(Data excerpts)
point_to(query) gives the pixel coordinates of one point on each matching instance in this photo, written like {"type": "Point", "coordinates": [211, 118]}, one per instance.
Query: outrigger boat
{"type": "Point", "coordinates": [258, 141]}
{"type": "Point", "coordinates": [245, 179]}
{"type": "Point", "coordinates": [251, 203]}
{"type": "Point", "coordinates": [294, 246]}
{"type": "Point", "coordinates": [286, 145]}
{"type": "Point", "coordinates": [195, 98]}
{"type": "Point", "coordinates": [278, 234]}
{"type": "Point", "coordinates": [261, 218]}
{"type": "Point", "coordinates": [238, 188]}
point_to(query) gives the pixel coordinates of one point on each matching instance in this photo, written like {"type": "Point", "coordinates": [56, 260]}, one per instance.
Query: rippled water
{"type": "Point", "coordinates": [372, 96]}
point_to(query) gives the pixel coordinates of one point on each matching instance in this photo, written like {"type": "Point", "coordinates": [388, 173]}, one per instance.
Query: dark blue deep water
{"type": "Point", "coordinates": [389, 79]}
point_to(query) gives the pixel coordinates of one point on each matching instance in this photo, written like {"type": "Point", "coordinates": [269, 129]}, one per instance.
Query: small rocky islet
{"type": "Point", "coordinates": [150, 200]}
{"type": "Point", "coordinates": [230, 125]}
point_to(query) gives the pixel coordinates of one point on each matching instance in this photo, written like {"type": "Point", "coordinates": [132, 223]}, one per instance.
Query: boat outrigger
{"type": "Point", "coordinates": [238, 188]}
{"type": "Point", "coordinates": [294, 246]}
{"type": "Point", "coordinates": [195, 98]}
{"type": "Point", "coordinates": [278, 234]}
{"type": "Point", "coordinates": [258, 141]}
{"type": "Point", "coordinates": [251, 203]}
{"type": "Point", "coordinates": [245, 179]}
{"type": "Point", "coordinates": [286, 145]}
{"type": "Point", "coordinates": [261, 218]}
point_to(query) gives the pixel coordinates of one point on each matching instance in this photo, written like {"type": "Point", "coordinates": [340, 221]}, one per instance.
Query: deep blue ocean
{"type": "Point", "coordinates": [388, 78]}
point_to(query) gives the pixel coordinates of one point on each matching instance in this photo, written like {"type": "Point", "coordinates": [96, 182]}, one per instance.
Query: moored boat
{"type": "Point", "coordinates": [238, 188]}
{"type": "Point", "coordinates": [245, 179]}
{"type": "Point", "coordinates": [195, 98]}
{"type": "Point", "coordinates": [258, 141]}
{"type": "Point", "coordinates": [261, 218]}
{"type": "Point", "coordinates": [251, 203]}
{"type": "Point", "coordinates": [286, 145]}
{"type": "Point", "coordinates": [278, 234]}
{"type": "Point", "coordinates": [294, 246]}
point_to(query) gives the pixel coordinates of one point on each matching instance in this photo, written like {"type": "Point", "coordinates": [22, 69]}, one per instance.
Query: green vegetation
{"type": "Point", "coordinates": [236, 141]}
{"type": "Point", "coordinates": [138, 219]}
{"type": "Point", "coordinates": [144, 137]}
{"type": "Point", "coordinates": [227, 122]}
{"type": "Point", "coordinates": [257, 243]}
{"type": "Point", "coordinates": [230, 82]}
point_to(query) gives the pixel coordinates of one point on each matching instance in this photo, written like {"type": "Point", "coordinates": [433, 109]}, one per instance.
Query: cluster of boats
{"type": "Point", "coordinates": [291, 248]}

# Directions for this task
Print each line, exactly as written, from the one that contains "Query: moored boat" to the end of the data above, with both end lines included and nothing else.

# Result of this task
Query: moored boat
{"type": "Point", "coordinates": [238, 188]}
{"type": "Point", "coordinates": [245, 179]}
{"type": "Point", "coordinates": [195, 98]}
{"type": "Point", "coordinates": [258, 141]}
{"type": "Point", "coordinates": [261, 218]}
{"type": "Point", "coordinates": [251, 203]}
{"type": "Point", "coordinates": [286, 145]}
{"type": "Point", "coordinates": [278, 234]}
{"type": "Point", "coordinates": [294, 246]}
point_to(query) gives the pixel coordinates of one point on each matching instance in this photo, written like {"type": "Point", "coordinates": [22, 69]}, one per instance.
Query: green vegetation
{"type": "Point", "coordinates": [236, 141]}
{"type": "Point", "coordinates": [138, 219]}
{"type": "Point", "coordinates": [144, 137]}
{"type": "Point", "coordinates": [227, 122]}
{"type": "Point", "coordinates": [257, 243]}
{"type": "Point", "coordinates": [230, 82]}
point_to(query) gives the pixel coordinates of one point on each matching instance in this photo, written like {"type": "Point", "coordinates": [433, 109]}, one per instance.
Query: cluster of boats
{"type": "Point", "coordinates": [291, 248]}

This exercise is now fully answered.